Object location annotation data:
- - - -

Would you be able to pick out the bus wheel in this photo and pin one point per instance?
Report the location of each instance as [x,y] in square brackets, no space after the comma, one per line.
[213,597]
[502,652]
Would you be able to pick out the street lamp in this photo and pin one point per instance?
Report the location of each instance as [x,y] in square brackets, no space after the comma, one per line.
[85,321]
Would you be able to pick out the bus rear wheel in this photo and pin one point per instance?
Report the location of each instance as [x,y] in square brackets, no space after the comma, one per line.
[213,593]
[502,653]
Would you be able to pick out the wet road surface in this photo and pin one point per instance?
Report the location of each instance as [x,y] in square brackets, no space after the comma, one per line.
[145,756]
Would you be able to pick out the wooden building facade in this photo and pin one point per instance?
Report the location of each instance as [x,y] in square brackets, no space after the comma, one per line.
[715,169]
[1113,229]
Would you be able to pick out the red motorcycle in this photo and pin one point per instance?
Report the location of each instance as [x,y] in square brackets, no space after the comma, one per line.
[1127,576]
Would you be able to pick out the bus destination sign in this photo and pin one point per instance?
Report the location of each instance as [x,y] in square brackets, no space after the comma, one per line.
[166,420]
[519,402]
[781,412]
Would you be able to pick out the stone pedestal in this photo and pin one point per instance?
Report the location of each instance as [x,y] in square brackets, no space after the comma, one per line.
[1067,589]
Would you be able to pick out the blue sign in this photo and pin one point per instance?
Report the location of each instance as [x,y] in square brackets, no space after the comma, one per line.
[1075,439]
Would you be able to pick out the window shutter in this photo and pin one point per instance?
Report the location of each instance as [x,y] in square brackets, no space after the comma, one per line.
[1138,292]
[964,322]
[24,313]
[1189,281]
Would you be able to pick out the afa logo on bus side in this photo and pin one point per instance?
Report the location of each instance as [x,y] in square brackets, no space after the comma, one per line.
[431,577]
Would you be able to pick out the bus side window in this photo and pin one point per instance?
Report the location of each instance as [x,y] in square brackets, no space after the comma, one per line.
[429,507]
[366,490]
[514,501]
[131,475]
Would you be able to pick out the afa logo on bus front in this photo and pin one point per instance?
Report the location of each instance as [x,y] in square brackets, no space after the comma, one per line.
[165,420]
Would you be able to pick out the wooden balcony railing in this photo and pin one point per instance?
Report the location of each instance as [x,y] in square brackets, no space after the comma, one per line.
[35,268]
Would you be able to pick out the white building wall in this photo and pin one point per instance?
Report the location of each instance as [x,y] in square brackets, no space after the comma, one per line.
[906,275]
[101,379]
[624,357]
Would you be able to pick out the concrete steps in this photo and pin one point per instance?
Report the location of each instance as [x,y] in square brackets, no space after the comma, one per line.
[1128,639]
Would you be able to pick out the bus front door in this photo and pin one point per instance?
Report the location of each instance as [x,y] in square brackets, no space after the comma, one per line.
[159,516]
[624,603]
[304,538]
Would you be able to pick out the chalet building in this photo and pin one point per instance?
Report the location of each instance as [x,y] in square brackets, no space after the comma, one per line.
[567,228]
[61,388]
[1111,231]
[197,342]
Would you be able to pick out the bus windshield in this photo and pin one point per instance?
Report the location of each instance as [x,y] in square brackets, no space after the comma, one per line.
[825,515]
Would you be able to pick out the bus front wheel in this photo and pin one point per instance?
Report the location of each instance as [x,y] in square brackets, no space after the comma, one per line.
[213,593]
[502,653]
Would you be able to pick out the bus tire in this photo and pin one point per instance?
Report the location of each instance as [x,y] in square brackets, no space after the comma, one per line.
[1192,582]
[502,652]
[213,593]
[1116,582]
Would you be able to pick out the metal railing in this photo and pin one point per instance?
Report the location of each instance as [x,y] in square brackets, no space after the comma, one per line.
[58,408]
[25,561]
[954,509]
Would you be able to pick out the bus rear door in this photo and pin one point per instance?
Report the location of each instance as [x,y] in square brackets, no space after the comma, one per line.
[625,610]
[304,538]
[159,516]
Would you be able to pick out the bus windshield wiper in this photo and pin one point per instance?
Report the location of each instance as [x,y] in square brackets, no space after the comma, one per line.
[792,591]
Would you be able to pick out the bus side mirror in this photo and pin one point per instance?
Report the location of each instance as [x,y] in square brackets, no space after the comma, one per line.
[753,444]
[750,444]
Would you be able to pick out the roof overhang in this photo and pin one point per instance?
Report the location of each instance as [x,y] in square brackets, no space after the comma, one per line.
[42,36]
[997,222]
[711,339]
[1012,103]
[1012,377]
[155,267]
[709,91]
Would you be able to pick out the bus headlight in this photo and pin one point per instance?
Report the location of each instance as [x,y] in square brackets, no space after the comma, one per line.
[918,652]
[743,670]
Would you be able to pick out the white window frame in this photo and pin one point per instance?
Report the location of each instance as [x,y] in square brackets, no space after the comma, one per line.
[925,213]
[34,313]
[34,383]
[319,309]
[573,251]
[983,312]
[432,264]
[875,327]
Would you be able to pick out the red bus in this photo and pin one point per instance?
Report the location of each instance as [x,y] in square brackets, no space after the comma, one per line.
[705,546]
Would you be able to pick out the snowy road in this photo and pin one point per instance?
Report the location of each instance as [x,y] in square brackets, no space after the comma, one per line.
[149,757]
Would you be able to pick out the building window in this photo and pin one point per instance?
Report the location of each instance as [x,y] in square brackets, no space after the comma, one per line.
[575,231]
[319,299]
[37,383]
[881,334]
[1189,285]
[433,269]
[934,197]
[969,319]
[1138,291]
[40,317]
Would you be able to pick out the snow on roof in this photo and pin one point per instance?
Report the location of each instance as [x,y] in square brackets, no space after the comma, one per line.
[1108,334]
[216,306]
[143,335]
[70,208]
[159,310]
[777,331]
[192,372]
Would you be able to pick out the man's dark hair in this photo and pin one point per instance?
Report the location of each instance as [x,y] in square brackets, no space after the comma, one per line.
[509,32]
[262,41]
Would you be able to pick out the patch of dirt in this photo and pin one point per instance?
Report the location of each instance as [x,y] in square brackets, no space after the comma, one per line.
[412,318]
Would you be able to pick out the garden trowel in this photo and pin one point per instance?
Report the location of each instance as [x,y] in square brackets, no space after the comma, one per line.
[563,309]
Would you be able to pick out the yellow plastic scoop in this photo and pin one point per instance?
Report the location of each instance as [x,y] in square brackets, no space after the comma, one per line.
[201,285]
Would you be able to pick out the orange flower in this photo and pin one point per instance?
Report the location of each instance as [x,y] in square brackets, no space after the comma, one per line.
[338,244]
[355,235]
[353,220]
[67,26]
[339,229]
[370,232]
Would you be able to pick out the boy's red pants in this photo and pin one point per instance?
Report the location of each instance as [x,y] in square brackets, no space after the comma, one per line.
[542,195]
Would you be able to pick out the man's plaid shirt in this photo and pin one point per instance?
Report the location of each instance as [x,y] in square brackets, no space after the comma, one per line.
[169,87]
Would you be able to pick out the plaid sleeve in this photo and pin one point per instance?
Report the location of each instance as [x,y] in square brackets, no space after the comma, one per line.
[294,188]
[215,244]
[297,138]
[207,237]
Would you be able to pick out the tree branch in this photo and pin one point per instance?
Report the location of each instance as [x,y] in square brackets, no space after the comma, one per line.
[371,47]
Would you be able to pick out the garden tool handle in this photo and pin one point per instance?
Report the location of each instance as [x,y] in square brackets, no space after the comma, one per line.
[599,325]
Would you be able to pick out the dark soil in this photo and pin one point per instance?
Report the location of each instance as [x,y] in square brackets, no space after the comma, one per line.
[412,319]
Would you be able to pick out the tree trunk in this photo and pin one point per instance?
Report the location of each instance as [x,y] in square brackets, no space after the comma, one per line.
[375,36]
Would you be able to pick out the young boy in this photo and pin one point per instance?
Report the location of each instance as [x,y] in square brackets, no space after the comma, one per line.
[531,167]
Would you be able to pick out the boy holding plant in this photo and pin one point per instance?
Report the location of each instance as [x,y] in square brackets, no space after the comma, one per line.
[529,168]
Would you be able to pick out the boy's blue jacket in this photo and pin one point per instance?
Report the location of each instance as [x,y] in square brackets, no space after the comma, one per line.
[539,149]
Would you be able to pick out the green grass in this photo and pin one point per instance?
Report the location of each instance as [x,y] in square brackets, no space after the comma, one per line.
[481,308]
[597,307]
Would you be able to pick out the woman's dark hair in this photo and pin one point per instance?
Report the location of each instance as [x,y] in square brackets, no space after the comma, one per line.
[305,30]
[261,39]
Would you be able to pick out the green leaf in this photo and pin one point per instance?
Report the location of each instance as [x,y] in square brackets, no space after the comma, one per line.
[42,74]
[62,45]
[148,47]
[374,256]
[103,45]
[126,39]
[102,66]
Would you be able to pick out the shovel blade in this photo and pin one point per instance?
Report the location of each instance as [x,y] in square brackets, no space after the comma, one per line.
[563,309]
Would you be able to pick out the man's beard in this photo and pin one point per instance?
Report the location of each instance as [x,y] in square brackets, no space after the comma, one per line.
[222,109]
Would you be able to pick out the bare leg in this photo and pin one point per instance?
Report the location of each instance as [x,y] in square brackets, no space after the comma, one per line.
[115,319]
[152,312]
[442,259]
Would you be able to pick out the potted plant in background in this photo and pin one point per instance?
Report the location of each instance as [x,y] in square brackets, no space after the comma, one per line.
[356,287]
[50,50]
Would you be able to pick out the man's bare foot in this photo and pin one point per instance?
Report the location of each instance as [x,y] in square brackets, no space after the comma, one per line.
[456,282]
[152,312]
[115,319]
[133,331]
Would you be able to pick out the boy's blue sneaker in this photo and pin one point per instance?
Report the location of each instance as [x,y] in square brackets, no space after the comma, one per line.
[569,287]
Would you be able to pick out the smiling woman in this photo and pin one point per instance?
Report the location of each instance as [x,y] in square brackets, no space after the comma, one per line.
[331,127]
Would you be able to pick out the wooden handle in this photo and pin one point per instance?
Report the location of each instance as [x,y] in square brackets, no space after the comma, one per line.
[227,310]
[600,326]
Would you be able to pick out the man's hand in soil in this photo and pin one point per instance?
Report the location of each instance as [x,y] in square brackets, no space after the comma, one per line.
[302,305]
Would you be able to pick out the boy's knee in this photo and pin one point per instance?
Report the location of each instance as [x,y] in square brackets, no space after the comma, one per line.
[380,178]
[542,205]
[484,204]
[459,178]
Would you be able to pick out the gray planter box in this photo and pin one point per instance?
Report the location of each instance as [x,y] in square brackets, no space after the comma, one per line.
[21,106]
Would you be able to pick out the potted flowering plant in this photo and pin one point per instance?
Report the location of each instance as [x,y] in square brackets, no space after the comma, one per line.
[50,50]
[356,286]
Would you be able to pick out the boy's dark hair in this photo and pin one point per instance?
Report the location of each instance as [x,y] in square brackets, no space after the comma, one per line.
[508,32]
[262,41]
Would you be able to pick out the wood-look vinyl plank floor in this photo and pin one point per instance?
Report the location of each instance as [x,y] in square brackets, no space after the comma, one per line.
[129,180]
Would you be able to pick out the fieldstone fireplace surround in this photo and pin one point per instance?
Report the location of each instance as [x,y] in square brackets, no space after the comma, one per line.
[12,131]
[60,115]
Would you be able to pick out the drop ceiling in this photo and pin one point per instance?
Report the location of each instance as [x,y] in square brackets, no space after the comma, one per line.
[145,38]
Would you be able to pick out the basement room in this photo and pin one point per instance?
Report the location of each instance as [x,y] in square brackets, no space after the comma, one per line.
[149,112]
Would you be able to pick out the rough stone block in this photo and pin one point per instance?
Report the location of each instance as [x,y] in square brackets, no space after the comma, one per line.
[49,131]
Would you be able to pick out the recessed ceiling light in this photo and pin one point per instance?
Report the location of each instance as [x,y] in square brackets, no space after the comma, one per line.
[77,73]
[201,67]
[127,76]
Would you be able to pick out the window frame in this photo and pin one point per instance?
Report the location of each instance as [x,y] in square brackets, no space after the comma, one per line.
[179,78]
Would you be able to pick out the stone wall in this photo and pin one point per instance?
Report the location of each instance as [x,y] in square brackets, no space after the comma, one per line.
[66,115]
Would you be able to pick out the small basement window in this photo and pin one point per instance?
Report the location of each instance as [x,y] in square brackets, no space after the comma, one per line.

- - - -

_Stated task_. Reproduce every line of the entries, starting with the line that contains "Would you be able to pick out the recessed" and going on through the last line of the entries. Shift each x and y coordinate in the answers up by 81.

_The response_.
Would you be able to pick out the recessed ceiling light in this photo and pin one point per instance?
Report the location of each instance as [x,y] in square brackets, no space after the comma, one per line.
[158,154]
[282,148]
[208,157]
Would you be able to pick out the window frame in this photo and pin one point per instance?
Report the location of each instance as [x,y] in square brackets, no space after the comma, one per line.
[260,159]
Would you be able to pick out the stone wall in this photo and pin one point per instance?
Report the location of each instance as [x,y] in square brackets, no space after the comma, one per line.
[147,196]
Would you be able to pick out the small basement window in this photo and pin one point per instance?
Report the location of each instance as [x,y] in square brackets, no space after the comma, one per line.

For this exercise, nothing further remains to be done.